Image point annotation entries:
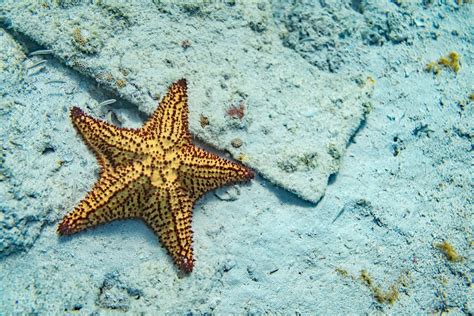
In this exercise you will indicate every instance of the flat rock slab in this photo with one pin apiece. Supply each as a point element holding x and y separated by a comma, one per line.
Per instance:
<point>249,95</point>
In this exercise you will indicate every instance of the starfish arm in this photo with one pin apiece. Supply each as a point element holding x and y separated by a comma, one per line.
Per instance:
<point>202,171</point>
<point>169,214</point>
<point>169,123</point>
<point>111,144</point>
<point>117,195</point>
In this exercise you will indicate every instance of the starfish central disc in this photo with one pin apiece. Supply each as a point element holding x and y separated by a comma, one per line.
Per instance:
<point>154,173</point>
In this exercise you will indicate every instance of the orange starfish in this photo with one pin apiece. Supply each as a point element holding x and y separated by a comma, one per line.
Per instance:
<point>154,173</point>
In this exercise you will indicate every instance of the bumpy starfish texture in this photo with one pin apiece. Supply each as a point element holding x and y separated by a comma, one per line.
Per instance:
<point>153,173</point>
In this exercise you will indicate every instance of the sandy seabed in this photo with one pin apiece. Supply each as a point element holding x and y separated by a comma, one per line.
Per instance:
<point>363,199</point>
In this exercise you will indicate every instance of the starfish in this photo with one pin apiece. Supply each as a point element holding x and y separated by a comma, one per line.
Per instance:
<point>153,173</point>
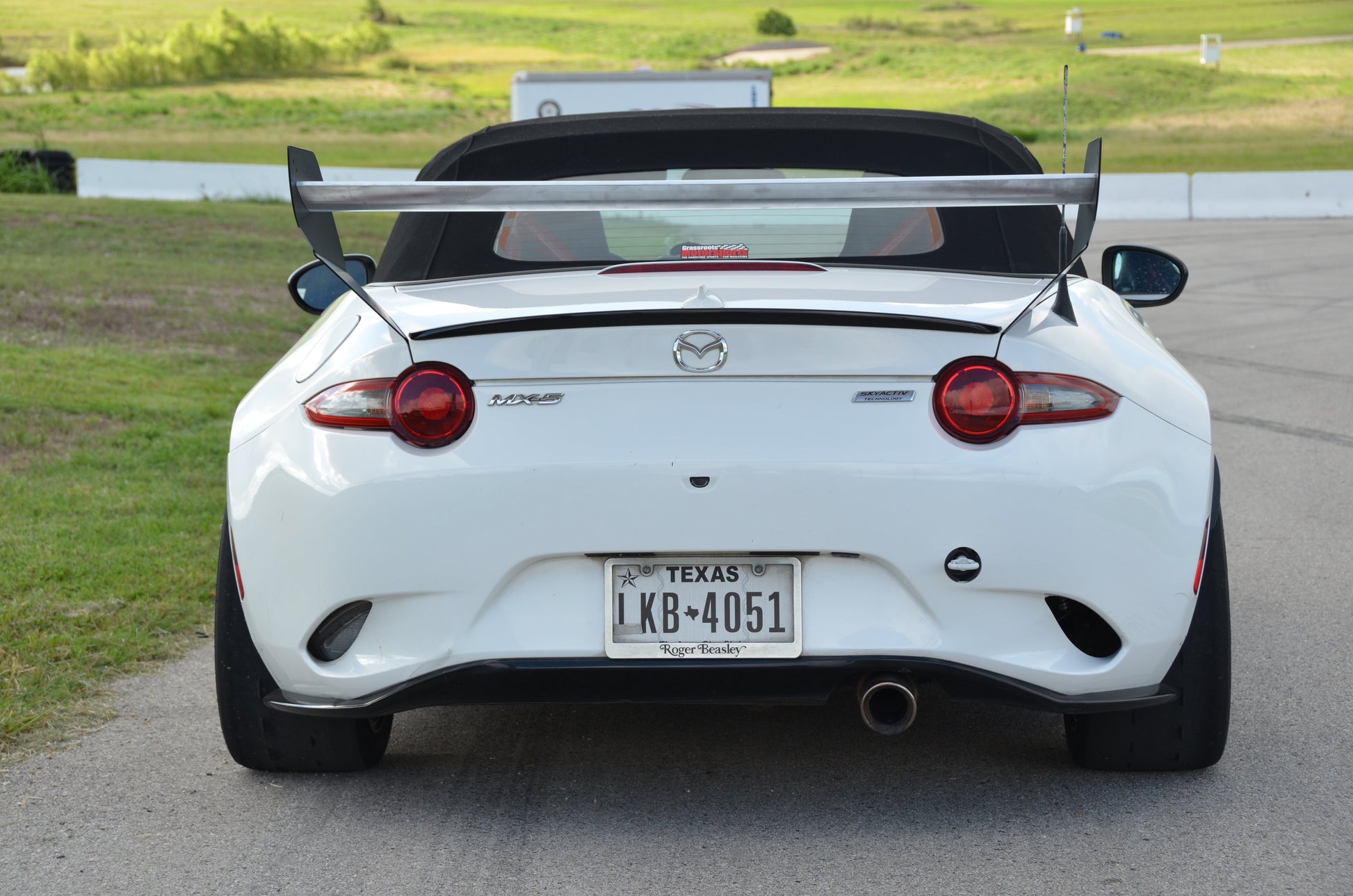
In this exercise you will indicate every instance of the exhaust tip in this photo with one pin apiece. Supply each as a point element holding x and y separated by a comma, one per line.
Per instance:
<point>888,704</point>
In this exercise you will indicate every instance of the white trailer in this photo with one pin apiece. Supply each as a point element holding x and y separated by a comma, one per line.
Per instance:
<point>544,94</point>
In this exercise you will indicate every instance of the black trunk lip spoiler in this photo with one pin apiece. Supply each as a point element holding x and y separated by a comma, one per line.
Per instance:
<point>705,317</point>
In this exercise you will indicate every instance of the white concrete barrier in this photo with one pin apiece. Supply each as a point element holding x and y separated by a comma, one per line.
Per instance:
<point>1144,198</point>
<point>129,179</point>
<point>1175,197</point>
<point>1274,194</point>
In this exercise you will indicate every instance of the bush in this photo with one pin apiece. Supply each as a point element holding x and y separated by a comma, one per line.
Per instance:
<point>226,47</point>
<point>776,24</point>
<point>21,177</point>
<point>374,11</point>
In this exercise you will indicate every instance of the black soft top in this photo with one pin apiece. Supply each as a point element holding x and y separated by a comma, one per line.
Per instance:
<point>1008,240</point>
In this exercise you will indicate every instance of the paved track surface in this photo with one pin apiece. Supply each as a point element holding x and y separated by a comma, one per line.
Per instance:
<point>805,800</point>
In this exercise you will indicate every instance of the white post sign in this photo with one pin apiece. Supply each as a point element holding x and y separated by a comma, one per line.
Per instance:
<point>1210,51</point>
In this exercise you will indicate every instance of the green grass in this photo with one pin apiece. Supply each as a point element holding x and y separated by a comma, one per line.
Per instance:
<point>129,331</point>
<point>448,75</point>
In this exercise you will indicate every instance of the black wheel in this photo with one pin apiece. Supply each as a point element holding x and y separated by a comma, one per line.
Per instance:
<point>260,737</point>
<point>1191,731</point>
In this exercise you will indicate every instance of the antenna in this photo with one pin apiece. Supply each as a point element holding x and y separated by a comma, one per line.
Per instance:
<point>1067,72</point>
<point>1062,305</point>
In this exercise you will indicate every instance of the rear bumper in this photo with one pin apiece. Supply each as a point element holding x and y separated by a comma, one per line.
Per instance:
<point>775,681</point>
<point>496,547</point>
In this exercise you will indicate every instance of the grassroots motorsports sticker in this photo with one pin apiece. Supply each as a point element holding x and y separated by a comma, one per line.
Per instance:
<point>726,251</point>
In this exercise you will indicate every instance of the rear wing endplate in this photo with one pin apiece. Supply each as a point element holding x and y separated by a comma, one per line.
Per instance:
<point>314,201</point>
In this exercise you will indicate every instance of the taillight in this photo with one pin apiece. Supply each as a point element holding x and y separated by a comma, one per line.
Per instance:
<point>975,400</point>
<point>429,405</point>
<point>432,405</point>
<point>363,404</point>
<point>978,400</point>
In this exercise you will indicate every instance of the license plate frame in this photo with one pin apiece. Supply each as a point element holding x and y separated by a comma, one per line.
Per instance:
<point>722,647</point>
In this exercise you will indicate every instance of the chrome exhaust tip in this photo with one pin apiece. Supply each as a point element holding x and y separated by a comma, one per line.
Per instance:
<point>888,704</point>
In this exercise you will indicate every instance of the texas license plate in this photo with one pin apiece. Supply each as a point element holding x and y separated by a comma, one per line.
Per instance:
<point>704,608</point>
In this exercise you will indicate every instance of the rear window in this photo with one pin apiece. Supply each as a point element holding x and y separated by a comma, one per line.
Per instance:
<point>779,233</point>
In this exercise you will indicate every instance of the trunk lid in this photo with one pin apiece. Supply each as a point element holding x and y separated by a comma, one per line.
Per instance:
<point>583,324</point>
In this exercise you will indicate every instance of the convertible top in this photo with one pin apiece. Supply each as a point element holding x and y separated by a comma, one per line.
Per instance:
<point>1000,240</point>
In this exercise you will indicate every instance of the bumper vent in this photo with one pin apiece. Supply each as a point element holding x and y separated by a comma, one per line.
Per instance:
<point>1085,628</point>
<point>336,634</point>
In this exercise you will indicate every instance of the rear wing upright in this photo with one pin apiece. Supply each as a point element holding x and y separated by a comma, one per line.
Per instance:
<point>314,199</point>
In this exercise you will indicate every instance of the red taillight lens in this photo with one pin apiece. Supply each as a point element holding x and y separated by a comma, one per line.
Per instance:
<point>429,405</point>
<point>978,400</point>
<point>432,405</point>
<point>975,400</point>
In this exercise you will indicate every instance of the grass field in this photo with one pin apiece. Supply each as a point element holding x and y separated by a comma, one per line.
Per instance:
<point>448,75</point>
<point>129,331</point>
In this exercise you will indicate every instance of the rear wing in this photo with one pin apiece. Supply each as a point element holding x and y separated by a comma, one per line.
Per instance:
<point>314,201</point>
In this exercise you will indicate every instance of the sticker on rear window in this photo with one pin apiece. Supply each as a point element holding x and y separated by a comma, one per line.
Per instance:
<point>726,251</point>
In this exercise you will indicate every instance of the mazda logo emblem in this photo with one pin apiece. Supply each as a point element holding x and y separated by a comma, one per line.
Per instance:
<point>700,351</point>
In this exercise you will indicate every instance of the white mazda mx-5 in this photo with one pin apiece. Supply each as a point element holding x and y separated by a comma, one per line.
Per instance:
<point>724,405</point>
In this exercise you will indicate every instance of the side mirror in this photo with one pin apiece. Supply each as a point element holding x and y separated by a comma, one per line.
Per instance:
<point>314,287</point>
<point>1144,277</point>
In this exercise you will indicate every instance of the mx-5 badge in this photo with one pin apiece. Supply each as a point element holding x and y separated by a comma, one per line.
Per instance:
<point>549,398</point>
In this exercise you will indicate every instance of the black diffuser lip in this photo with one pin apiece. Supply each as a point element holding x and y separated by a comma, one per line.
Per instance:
<point>320,644</point>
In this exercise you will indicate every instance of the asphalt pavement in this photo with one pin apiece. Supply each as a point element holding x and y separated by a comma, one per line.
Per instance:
<point>805,800</point>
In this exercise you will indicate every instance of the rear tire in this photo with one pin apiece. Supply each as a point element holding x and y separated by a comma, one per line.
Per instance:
<point>1191,731</point>
<point>260,737</point>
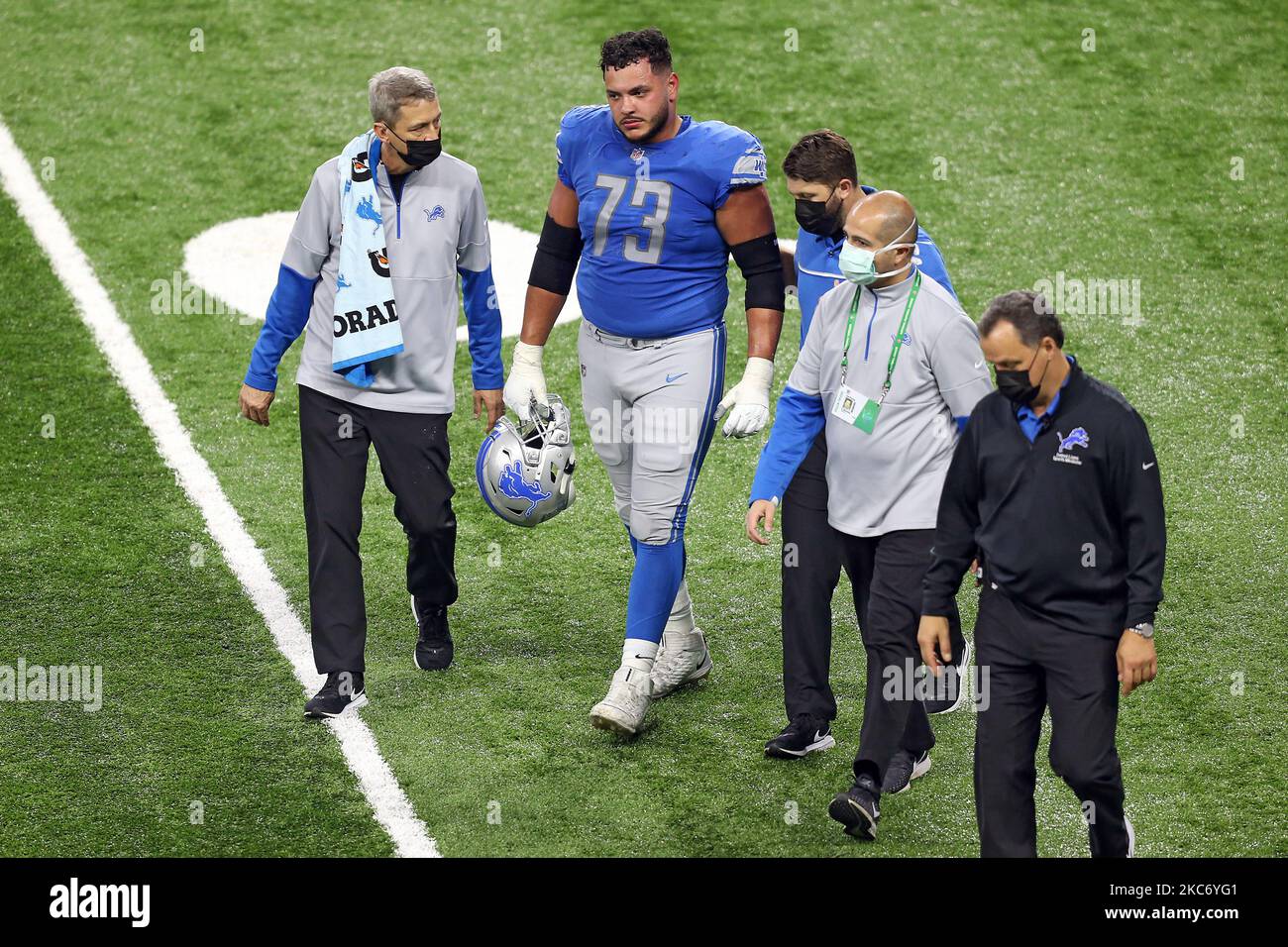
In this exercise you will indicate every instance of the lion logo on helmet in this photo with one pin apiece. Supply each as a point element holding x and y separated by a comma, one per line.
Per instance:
<point>513,486</point>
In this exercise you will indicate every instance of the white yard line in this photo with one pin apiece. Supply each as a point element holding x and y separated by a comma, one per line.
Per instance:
<point>389,802</point>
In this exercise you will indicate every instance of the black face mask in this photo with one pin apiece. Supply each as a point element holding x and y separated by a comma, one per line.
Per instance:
<point>1016,384</point>
<point>816,218</point>
<point>419,154</point>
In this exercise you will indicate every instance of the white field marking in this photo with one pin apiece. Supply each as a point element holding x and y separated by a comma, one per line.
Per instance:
<point>237,262</point>
<point>128,363</point>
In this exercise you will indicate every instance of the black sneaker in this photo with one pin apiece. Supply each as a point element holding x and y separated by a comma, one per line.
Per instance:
<point>803,736</point>
<point>857,809</point>
<point>903,770</point>
<point>343,692</point>
<point>434,648</point>
<point>952,686</point>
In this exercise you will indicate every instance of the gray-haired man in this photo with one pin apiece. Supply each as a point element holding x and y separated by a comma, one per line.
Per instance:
<point>389,224</point>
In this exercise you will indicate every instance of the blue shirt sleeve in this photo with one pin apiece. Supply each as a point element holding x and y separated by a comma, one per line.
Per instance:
<point>931,262</point>
<point>483,318</point>
<point>798,420</point>
<point>286,317</point>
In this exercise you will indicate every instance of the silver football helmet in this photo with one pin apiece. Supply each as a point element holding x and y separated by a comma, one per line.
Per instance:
<point>524,471</point>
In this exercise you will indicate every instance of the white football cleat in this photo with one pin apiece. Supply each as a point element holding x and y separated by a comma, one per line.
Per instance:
<point>622,710</point>
<point>682,659</point>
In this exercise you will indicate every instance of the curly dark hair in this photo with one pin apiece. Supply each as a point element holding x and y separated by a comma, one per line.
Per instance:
<point>1030,315</point>
<point>621,51</point>
<point>822,158</point>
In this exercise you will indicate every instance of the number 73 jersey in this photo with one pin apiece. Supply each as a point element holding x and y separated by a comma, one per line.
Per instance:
<point>653,263</point>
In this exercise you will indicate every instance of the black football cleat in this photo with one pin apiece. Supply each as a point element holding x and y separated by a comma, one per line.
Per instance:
<point>802,737</point>
<point>434,648</point>
<point>903,770</point>
<point>342,693</point>
<point>857,809</point>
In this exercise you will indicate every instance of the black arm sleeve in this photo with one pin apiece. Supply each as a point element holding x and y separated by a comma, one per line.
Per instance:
<point>1144,527</point>
<point>555,260</point>
<point>954,528</point>
<point>763,268</point>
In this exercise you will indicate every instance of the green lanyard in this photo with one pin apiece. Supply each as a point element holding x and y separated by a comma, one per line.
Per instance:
<point>898,337</point>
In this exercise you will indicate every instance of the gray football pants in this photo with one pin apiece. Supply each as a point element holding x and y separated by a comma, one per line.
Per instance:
<point>651,405</point>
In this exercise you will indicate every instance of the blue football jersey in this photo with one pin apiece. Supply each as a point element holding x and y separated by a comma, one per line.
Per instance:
<point>818,269</point>
<point>653,263</point>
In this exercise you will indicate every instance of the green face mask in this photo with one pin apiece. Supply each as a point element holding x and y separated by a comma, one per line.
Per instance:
<point>859,265</point>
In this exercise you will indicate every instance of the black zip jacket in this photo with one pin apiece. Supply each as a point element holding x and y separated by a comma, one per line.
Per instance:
<point>1070,526</point>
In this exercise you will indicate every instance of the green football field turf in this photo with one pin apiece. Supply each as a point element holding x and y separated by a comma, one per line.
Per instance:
<point>1159,157</point>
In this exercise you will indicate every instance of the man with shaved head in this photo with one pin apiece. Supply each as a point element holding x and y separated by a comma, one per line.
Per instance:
<point>890,369</point>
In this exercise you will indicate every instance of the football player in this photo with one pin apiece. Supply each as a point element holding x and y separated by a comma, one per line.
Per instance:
<point>652,204</point>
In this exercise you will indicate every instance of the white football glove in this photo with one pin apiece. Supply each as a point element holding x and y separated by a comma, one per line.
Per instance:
<point>748,399</point>
<point>527,380</point>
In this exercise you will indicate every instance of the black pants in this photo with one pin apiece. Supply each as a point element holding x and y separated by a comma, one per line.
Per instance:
<point>1031,665</point>
<point>811,567</point>
<point>413,458</point>
<point>887,574</point>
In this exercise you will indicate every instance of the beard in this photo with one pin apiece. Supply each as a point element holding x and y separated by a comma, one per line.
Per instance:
<point>653,128</point>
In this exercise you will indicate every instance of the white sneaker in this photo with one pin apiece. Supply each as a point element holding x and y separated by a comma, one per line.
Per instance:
<point>682,659</point>
<point>622,710</point>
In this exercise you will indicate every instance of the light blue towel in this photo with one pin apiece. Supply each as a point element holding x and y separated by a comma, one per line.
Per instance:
<point>364,291</point>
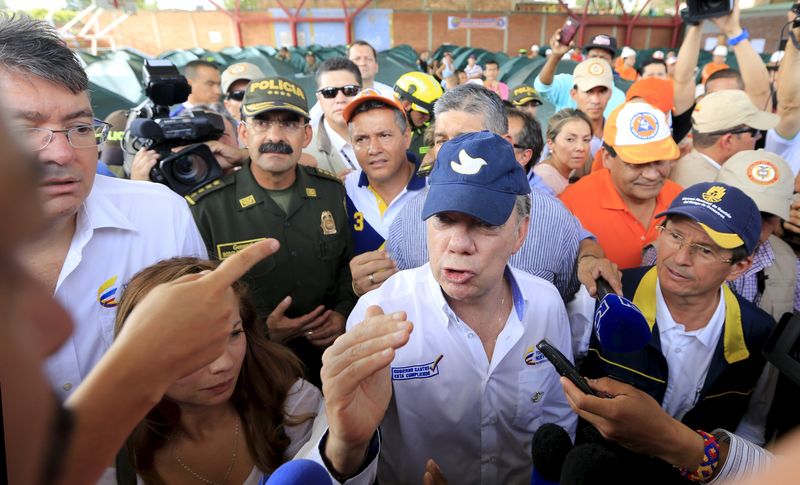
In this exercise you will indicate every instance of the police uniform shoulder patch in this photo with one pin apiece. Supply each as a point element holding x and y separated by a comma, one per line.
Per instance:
<point>321,172</point>
<point>206,189</point>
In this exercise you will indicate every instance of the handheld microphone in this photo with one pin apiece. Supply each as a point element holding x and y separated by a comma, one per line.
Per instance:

» Your goal: Rewrite the data above from the line with "In this exercise you will indicate every instance of the chrome" to the line with "<point>336,634</point>", swapping "trunk lid" for "deck lid" and leaving everything else as it is.

» Result of this exercise:
In this exercise you will indicate every instance of the chrome exhaust tip in this photo with one pin apiece. Supply each as a point element holding x and y separated by a comma, one per line.
Per instance:
<point>888,704</point>
In this exercise you will indicate every instance of the texas license plate in this photo with one pin apiece. Supply each as a point element holding x and y separated by a comma, one per line.
Per instance:
<point>704,608</point>
In this exercise you will indicate every instance of the rear window in this photo with one pin apiece. Supply each as a point element holding x and y separated by a comma, one per line.
Per instance:
<point>779,233</point>
In this exercise you will indicate every instance of the deck lid in this photo with one pin apiece. Supply each as a point element holding x and y separated by a comma, one per line.
Per instance:
<point>583,324</point>
In this exercise you will indicate every instance of the convertible top in this photo with one pin apiece. Supply each as a point element holding x and y separated by a comma, one per line.
Per instance:
<point>1000,240</point>
In this exercise you will indicate every instance of the bumper vent in this photo with one pin apiece. Supply each as a point element holding x and y separated by a comma, one per line.
Per instance:
<point>1085,628</point>
<point>336,634</point>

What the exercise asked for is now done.